*TEXTAUSZUG*:
Yempa ba ba ba and maybe baby baby too

Awesome Tapes from Africa. Der Name ist Programm: Ein amerikanischer Student hat Kassetten aus Ghana mitgebracht und stellt sie ins Netz. Die Musik ist hauptsächlich der in Ghana heimische
High Life. Der bestand früher vor allem aus Gitarren und Bläserriffs über komplizierten Rhythmen. Seit den 80ern (als Musikinstrumente auf einmal hoch besteuert wurden) kieksen und tröten Synthies heftig mit. Heutzutage ist Hiphop natürlich zum Hauptbestandteil geworden. Alles zusammen zu sehen hier im Video, Kyenkyen bi edi me ewu, einem aufgepimpten alten Highlife Superhit von Alhaji K. Frimpong.

Das Original (60er? 70er?) ist natürlich auch vom Tape gerippt. Hier gilt wie für alle Tapes from Africa: Der Charme entsteht aus dem Lo-Fi-Charakter, der wohl nur teils durch einfachste Aufnahmetechnik zu erklären ist. Schließlich dürften die Awesome Tapes ja oftmals die x-te Überspielung sein, die den Hörer auf dem Marktplatz (sei es online oder vor Ort in Ouagadogou) präsentiert wird. So ist der Hörer von Anfang an vom nasty Weltmusikhörer-Vorwurf befreit und darf unbeschwert auf die Suche gehen.

Mit Leinenhosen, eingeflochtenen Zöpfen und Bio-Äpfeln haben die kenianischen Rapper Wakimbizi ohnehin wenig zu tun. Schon eher damit, Bescheid zu wissen, wo M.I.A. den Diplo seinen Most holen lässt. Track 11 "Honey" und "Baby Baby".

Bei Ata Kak geht die Drehzahl dann noch höher. "It sounds (...) like a warped Prince protege from Africa by way of 1986 Chicago." Yemmpa Aba ist eines der unwahrscheinlichsten Stücke Musik, das jemals den Weg auf Kassette gefunden hat. Denn obwohl das Bizarrometer am Anschlag steht, sieht man sich gezwungen, sofort mitzusingen: Yempa ba ba ba oh ja pa da bada and maybe baby baby too. Wenn man in der U-Bahn Kopfhörer aufhat, wird man dann natürlich für verrückt gehalten. Das ist in diesem Falle aber egal. Denn man möchte auf jeden Fall auf der Seite von Ata Kak stehen.

*DEINE AUFGABE*: Führe bitte den Text über die Awesome Tapes from Africa nach seinem letzten Satz weiter. Mit dem Text haben die anschließenden Zeilen nichts zu tun.

*DATEN*:
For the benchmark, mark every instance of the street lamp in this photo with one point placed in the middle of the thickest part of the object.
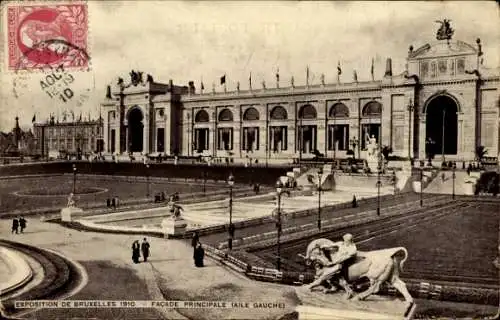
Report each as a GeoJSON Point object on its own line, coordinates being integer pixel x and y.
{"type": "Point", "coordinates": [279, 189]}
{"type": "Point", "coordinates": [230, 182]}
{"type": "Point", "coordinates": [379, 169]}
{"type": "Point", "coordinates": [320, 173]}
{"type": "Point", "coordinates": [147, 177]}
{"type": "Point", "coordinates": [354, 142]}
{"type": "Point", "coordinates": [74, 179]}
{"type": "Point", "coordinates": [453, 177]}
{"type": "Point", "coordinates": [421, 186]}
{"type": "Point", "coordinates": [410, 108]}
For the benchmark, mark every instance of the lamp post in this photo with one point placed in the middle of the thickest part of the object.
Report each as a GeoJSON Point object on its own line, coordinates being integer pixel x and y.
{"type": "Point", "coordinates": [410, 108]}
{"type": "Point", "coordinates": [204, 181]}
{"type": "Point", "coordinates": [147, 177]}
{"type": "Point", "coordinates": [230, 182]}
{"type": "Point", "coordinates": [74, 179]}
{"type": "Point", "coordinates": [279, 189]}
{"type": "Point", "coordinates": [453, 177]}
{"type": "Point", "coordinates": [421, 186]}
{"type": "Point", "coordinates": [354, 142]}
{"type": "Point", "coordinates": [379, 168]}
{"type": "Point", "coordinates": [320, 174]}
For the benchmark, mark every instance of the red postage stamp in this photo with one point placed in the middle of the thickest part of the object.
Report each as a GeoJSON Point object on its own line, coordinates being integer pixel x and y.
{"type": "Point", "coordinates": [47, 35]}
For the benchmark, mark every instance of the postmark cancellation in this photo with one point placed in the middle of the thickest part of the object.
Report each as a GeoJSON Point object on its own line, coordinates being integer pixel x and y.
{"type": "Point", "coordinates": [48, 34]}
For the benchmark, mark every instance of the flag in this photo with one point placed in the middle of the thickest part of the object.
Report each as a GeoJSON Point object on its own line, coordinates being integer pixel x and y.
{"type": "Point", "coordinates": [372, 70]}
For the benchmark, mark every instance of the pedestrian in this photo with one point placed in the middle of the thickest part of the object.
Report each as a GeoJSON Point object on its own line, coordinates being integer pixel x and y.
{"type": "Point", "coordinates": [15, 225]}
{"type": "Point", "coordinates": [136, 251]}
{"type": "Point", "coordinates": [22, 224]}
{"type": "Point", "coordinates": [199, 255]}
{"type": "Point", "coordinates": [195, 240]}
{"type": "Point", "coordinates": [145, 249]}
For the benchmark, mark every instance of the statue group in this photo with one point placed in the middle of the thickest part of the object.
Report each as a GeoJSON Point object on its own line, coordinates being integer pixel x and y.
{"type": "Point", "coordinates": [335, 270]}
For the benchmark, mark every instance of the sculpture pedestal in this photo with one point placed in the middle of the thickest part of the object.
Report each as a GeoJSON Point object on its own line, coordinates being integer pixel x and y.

==

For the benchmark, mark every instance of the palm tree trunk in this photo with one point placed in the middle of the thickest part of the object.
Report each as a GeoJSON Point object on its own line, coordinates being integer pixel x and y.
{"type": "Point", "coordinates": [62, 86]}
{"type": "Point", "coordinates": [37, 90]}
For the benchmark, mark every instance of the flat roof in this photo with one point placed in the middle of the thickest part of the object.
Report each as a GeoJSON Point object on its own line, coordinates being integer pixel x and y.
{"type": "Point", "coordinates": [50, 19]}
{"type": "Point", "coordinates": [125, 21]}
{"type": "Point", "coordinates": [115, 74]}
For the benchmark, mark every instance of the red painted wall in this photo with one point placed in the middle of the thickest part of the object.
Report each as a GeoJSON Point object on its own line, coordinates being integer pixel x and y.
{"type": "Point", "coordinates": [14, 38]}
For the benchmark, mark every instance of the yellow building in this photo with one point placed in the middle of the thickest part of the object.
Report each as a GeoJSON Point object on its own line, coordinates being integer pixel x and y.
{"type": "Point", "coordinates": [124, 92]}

*ALS ANTWORT*:
(Der Stimmenimitator ist übrigens schon seit 2006 begeistert. Aber da hat ja wieder keiner zugehört. Auch lohnenswert: Die Frankfurter Juwelengräber Analog Africa, die süd-ost-afrikanische Gitarrengötter in luxuriöse schwarze Scheiben pressen und der Blog Benn loxo du tacu, der allerdings schon öfters mal daneben langt und ein größeres Toleranzpotenzial erfordert.)

01 Januar 2008

Heute schon in den Spiegel geschaut?


Welches Gesicht war deins im letzten Jahr? Welches wünscht du dir fürs neue?
(Quelle: Jimmy Draht.)

26 September 2007

dokumenta: dokumentiert und bewertet


Junge Frauen klettern artistisch durch ein Netz aus Second-Hand-
Kleidungsstücken und lassen sich oft mit dem Kopf nach unten hängen. Als Unterhaltung verstanden recht unterhaltsam, als Kunst eher armselig.


Eine Eskimofrau (korrekt: eine Innuit) zeichnet einen Eisbären. Sicher aus ethnographischer Sicht interessanter als aus künstlerischer Perspektive. Mir als Ethnograph hat es gefallen.


Ein Wasserfall aus Kerzenwachs. Ein beliebter Hintergrund für Portraitfotografien. Zum Beweis, dass man tatsächlich auf der dokumenta war und sich dort mit "moderner Kunst" auseinandergesetzt hat. Fazit: Als Beweisstück für "moderne Kunst" bestens geeignet.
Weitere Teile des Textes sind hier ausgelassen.